Extract provided Block Start

Library in Warsaw, Poland

Warsaw Public Library – Central Library of the Masovian Voivodeship (Biblioteka Publiczna m.st. Warszawy – Biblioteka Główna Województwa Mazowieckiego) is a public library serving as the main city public library of Warsaw, as well as of the Masovian Voivodeship, and one of the largest in Poland. It is known colloquially as Koszykowa Library (Biblioteka na Koszykowej) after Koszykowa Street on which it is located.

== History ==
The library was founded in 1907 by the Public Library Society, which was formed by foremost Polish educators and intelligentsia, such as Stanisław Leszczyński, Samuel Dickstein, Ludwik Krzywicki, Stefan Żeromski and Bronisława Kondratowicz. Since 1914, the library had been located on Koszykowa Street in a building originally designed by Jan Fryderyk Heurich. sponsored by the prominent Kierbedź family.

Extract provided Block End
Supplied records Block Start

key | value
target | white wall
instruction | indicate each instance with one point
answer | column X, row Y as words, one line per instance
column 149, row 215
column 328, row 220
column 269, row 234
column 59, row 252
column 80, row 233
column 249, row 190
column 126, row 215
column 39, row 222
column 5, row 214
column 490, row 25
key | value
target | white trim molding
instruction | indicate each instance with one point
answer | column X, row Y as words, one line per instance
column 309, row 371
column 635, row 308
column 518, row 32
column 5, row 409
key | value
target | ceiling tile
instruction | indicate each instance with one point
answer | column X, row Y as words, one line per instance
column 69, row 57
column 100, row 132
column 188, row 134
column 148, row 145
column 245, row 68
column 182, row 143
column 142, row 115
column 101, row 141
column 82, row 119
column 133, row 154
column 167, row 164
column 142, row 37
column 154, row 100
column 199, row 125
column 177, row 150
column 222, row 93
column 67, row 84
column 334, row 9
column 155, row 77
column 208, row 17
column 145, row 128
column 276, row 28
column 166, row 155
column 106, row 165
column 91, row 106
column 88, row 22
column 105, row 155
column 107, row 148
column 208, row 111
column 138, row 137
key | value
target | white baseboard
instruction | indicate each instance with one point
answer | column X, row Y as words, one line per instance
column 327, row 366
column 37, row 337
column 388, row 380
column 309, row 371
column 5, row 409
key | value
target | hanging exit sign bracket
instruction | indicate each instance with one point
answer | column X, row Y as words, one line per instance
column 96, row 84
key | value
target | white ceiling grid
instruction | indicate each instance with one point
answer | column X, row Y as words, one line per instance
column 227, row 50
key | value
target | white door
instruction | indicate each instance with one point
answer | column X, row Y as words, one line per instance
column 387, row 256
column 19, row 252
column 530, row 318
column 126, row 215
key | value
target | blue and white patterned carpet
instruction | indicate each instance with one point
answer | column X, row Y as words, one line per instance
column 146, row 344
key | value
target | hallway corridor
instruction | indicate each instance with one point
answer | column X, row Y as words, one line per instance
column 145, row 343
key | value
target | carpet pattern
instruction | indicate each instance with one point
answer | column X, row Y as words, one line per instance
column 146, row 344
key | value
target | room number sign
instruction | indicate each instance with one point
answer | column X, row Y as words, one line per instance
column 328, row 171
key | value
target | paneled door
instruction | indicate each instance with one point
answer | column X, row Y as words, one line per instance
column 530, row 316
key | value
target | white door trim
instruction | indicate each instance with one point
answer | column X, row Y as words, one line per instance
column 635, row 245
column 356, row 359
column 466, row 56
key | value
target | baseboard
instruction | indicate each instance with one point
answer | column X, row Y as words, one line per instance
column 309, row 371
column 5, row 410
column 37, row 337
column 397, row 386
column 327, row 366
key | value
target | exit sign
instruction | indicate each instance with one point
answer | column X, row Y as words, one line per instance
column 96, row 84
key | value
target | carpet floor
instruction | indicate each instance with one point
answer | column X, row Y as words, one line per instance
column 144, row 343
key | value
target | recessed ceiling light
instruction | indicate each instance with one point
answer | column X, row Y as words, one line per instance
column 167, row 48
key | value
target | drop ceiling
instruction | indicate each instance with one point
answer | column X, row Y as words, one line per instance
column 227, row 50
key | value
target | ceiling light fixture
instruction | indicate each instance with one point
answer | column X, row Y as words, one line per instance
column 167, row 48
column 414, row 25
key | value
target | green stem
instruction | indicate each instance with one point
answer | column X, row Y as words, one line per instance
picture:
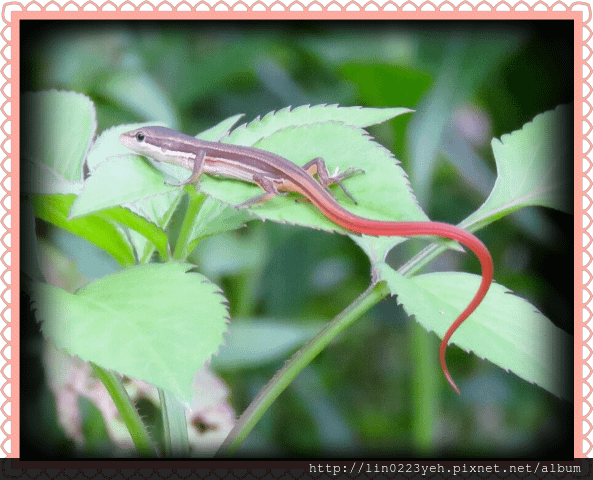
column 128, row 413
column 174, row 426
column 296, row 364
column 373, row 295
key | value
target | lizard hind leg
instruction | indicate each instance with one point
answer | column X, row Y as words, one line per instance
column 318, row 166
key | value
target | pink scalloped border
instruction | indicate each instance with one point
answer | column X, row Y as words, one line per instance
column 313, row 10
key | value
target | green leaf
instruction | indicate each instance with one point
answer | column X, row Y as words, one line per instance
column 57, row 131
column 534, row 167
column 249, row 133
column 220, row 130
column 251, row 343
column 157, row 322
column 118, row 181
column 138, row 92
column 97, row 229
column 504, row 329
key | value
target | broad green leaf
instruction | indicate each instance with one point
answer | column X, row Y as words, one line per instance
column 249, row 133
column 382, row 191
column 139, row 224
column 57, row 131
column 534, row 167
column 213, row 218
column 96, row 229
column 157, row 322
column 118, row 181
column 504, row 329
column 251, row 343
column 138, row 92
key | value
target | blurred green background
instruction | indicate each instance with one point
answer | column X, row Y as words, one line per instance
column 379, row 390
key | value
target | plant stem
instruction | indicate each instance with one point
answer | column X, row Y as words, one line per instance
column 174, row 426
column 126, row 409
column 297, row 363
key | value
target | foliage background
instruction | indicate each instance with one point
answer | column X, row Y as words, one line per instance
column 379, row 389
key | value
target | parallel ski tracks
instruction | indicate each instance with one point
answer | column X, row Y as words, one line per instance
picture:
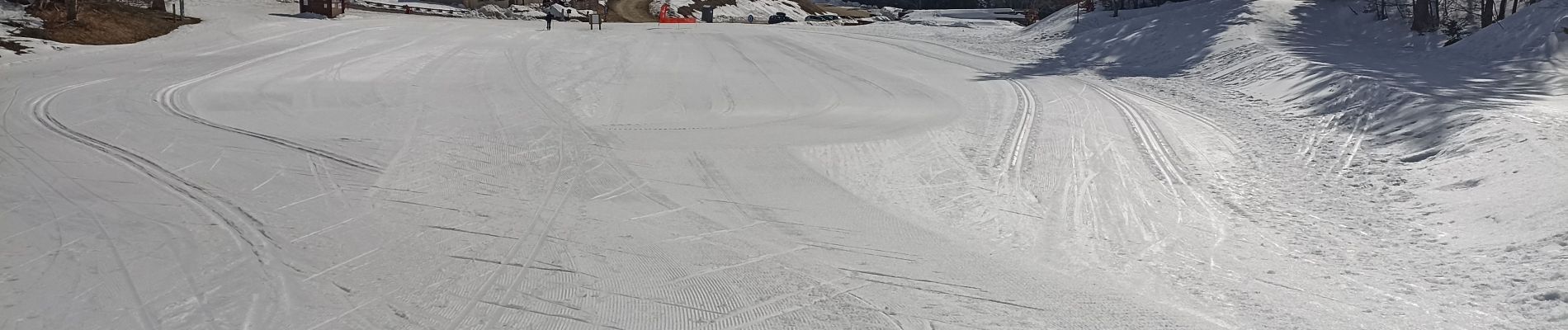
column 170, row 99
column 1023, row 130
column 1156, row 150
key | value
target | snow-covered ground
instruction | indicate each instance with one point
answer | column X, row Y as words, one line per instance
column 1383, row 182
column 1200, row 165
column 737, row 13
column 989, row 17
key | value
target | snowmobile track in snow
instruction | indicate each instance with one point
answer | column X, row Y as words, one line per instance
column 1158, row 152
column 1026, row 125
column 170, row 99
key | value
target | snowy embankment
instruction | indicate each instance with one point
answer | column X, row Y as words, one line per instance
column 15, row 17
column 737, row 10
column 965, row 17
column 1380, row 179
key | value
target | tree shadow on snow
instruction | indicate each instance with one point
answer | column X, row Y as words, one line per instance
column 1139, row 43
column 1405, row 88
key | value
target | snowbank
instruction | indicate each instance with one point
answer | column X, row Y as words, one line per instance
column 16, row 15
column 965, row 17
column 739, row 12
column 1466, row 139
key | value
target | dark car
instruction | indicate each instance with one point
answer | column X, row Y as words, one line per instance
column 780, row 17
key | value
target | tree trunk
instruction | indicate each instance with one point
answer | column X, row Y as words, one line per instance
column 1485, row 13
column 1421, row 16
column 1503, row 10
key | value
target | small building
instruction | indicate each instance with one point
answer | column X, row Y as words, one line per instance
column 329, row 8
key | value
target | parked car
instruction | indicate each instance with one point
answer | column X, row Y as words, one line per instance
column 780, row 17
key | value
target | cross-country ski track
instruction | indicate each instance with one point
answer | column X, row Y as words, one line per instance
column 397, row 172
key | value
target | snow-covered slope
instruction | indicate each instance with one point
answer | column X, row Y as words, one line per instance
column 965, row 17
column 1468, row 141
column 737, row 10
column 1377, row 180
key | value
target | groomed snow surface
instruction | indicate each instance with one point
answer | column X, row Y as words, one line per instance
column 1202, row 165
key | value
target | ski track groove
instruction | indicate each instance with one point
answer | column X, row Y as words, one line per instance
column 1146, row 134
column 170, row 101
column 245, row 230
column 1021, row 132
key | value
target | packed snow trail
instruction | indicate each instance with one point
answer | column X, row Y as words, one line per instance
column 409, row 172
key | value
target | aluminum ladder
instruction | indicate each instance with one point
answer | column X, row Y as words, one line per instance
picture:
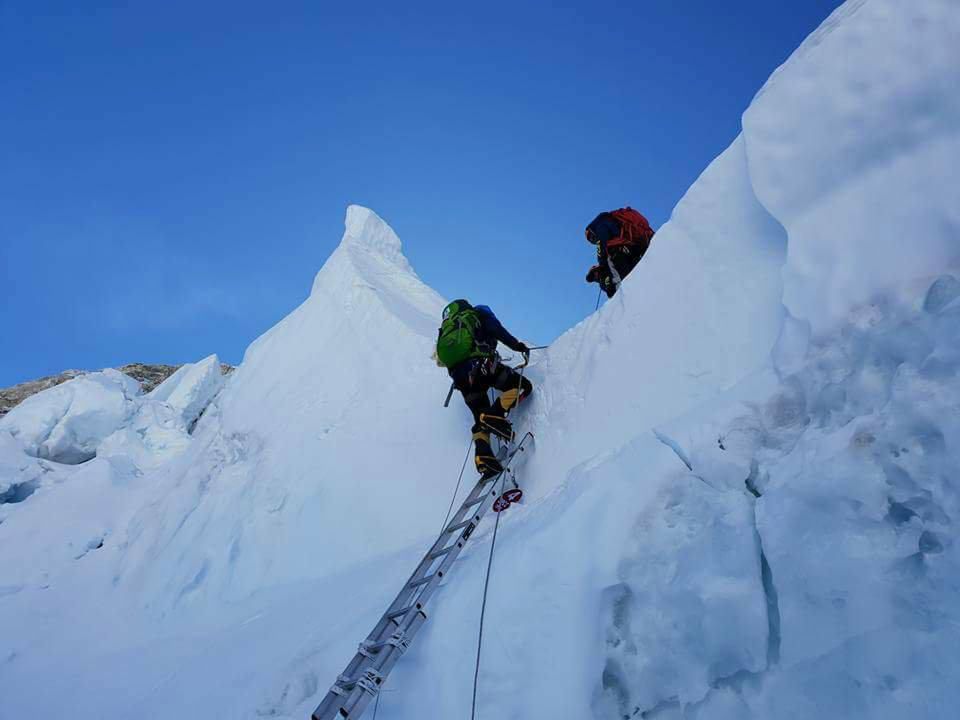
column 360, row 682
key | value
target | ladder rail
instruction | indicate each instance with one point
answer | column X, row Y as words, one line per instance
column 366, row 672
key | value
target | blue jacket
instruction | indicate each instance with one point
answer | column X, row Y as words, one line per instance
column 492, row 331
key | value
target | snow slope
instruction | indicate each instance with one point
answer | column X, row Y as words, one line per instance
column 741, row 502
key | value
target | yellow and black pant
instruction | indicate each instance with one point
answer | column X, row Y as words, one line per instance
column 474, row 386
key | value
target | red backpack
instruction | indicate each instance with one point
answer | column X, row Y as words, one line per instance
column 634, row 229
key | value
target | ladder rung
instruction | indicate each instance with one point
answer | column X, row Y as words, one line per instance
column 424, row 580
column 460, row 526
column 446, row 550
column 403, row 611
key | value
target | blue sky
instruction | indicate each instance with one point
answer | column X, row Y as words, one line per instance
column 173, row 174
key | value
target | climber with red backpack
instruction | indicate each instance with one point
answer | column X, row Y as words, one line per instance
column 467, row 348
column 622, row 237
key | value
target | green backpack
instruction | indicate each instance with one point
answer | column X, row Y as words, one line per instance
column 457, row 340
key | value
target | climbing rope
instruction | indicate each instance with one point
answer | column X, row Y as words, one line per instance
column 457, row 489
column 486, row 580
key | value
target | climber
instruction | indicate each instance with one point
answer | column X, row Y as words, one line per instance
column 622, row 237
column 467, row 347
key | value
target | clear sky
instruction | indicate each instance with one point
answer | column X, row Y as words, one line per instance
column 172, row 174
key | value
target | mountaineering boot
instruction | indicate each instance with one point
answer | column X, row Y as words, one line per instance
column 487, row 463
column 498, row 425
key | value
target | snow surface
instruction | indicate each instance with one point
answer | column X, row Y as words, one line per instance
column 740, row 504
column 66, row 423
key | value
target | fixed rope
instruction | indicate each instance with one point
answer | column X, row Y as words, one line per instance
column 486, row 580
column 483, row 610
column 457, row 489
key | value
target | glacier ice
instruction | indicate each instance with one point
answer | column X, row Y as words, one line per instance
column 758, row 525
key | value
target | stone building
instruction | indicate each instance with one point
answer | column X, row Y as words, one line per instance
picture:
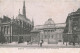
column 50, row 32
column 17, row 29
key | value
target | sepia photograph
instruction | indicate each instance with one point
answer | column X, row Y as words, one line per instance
column 39, row 24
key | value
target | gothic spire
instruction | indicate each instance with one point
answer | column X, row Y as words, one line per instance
column 24, row 9
column 32, row 22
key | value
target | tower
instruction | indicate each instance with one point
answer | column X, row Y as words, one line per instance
column 24, row 9
column 33, row 22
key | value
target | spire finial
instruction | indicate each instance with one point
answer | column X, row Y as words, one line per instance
column 19, row 11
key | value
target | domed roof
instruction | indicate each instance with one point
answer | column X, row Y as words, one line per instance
column 49, row 22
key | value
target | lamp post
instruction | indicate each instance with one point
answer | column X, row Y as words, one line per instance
column 11, row 31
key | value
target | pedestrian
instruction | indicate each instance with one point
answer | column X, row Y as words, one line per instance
column 41, row 42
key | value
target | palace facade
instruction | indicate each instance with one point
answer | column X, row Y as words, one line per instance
column 72, row 29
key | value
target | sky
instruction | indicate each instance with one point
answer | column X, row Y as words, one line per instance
column 40, row 10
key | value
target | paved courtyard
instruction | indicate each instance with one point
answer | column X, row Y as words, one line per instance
column 59, row 45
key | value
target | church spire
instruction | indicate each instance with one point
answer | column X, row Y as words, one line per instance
column 32, row 22
column 24, row 9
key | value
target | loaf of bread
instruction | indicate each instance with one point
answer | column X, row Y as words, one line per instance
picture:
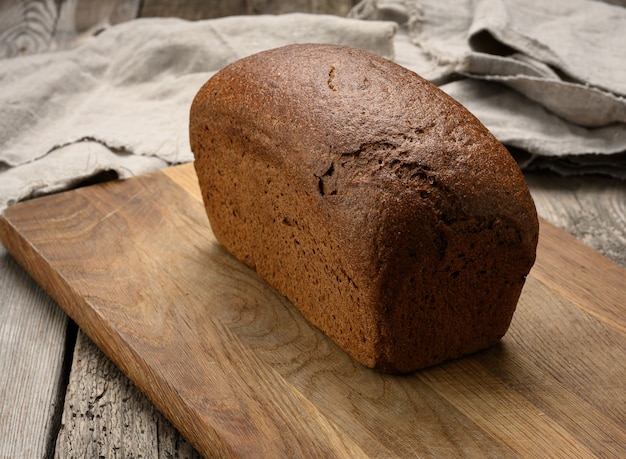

Supplied records Block End

> _Problem 1_
According to the passage on the Warsaw library, in what year was the library founded, and by which organization?
> _Problem 2_
Duplicate the stretch of the passage on the Warsaw library from "Warsaw Public Library" through "it is located.".

> _Answer area 1_
It was founded in 1907 by the Public Library Society.

> _Answer area 2_
Warsaw Public Library – Central Library of the Masovian Voivodeship (Biblioteka Publiczna m.st. Warszawy – Biblioteka Główna Województwa Mazowieckiego) is a public library serving as the main city public library of Warsaw, as well as of the Masovian Voivodeship, and one of the largest in Poland. It is known colloquially as Koszykowa Library (Biblioteka na Koszykowej) after Koszykowa Street on which it is located.